Directions for this task ▸ The answer should consist of all the records, written out word for word.

Records to use ▸

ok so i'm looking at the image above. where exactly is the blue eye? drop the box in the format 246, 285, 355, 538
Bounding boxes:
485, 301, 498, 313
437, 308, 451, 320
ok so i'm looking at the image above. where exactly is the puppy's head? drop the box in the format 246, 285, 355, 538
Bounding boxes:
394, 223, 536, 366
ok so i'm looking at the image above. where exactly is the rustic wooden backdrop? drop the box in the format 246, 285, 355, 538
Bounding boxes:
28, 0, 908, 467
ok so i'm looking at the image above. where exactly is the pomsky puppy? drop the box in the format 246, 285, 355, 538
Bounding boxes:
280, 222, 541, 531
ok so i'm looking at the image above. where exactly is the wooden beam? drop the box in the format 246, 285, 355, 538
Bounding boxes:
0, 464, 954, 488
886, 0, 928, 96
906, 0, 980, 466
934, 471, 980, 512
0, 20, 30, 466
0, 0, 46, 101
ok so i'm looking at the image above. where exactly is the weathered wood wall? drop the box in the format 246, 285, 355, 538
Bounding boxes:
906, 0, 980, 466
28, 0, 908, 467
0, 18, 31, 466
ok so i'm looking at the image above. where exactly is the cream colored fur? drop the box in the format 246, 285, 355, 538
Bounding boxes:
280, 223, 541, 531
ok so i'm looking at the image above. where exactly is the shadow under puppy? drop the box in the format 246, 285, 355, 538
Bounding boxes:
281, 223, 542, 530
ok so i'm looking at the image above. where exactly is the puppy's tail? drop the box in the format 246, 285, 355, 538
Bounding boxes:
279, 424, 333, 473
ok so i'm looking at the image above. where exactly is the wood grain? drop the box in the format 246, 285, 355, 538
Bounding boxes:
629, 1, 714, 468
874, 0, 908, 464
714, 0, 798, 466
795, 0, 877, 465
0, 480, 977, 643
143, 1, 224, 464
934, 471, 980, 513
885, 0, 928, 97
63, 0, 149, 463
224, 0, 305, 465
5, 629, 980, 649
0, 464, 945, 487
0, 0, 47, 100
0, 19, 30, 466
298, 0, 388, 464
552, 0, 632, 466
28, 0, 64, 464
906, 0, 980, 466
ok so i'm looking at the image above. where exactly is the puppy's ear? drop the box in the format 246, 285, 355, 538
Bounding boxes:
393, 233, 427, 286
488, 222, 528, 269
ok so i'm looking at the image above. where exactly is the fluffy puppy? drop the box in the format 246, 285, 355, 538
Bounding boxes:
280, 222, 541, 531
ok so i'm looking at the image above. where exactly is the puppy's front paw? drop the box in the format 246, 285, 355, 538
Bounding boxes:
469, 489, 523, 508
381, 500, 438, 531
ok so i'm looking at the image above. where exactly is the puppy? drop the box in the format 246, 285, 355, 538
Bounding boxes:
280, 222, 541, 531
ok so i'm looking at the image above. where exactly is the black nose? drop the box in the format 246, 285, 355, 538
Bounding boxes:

Response for this exercise ▸
ok so i'm looking at the image above. where exactly is the blue eye? drop the box in the format 246, 285, 355, 538
Bounding boxes:
485, 301, 498, 313
437, 308, 451, 320
ok so i'm looking at the image above. where exactly is the puppy's head? drop the box in the format 246, 285, 355, 538
Bounding boxes:
394, 223, 536, 366
ok so i'm looking at the image above. where exactly is the rustic wooden backdrop? drop the box in the format 246, 285, 355, 538
Bounding boxes:
28, 0, 908, 467
ok so i'm looking at the image above. where exactly is the pomsky puppy? drop the box in the format 246, 285, 355, 538
Bounding boxes:
280, 222, 541, 531
ok so i'm looking at the image above. where exactly is the wooden beam? drop the box in the format 246, 285, 355, 538
Bounding boxes:
0, 464, 954, 488
886, 0, 928, 96
906, 0, 980, 466
934, 471, 980, 512
0, 20, 30, 466
0, 0, 46, 101
ok so i'm looking at the image above. where exactly is the weathered wood wall? drop the box in the format 246, 285, 355, 538
Bounding boxes:
906, 0, 980, 466
28, 0, 908, 467
0, 18, 31, 466
ok so i'm looking at the image above. where exactly is the cream colored fur? drop the box in the format 246, 285, 355, 538
Bounding boxes:
280, 223, 541, 531
ok so i'm looking at the image above. where exactly is the shadow under puppy? drop the box in the format 246, 285, 355, 538
Bounding boxes:
281, 223, 542, 530
ok so i'm looking at the image above. where exactly is the puppy's tail? drop the box in the format 246, 285, 355, 538
Bounding boxes:
279, 424, 333, 473
ok so i'm looking at the image above. where exactly is the wood grain? drop the box in the format 246, 285, 355, 538
Bounding boxes:
629, 1, 714, 468
874, 0, 908, 464
714, 0, 798, 466
795, 0, 877, 465
0, 480, 977, 643
143, 1, 224, 464
934, 471, 980, 513
885, 0, 928, 97
63, 0, 149, 463
224, 0, 305, 465
5, 629, 980, 649
0, 464, 945, 487
0, 0, 47, 100
0, 19, 30, 466
298, 0, 388, 464
552, 0, 632, 466
28, 0, 64, 464
906, 0, 980, 466
ok so i'm looking at the image above. where exactly is the puppy's ear? drop the box in the format 246, 285, 355, 538
Bounding boxes:
393, 233, 427, 286
488, 222, 528, 269
ok so i'm looking at the image above. where exactly is the fluffy puppy? drop the box in the format 246, 285, 355, 538
Bounding boxes:
280, 222, 541, 531
ok so i'm looking at the image above. where exactly is the puppy's front paw? drop the box in the format 246, 285, 355, 538
Bounding boxes:
469, 489, 523, 508
381, 500, 438, 531
ok so i'm looking at the image above. where exactly is the puppy? drop the box in the format 246, 285, 355, 538
Bounding boxes:
280, 222, 541, 531
ok so i'm looking at the image above. where exactly is the black nose? drop the box in the format 246, 285, 355, 538
Bounding boxes:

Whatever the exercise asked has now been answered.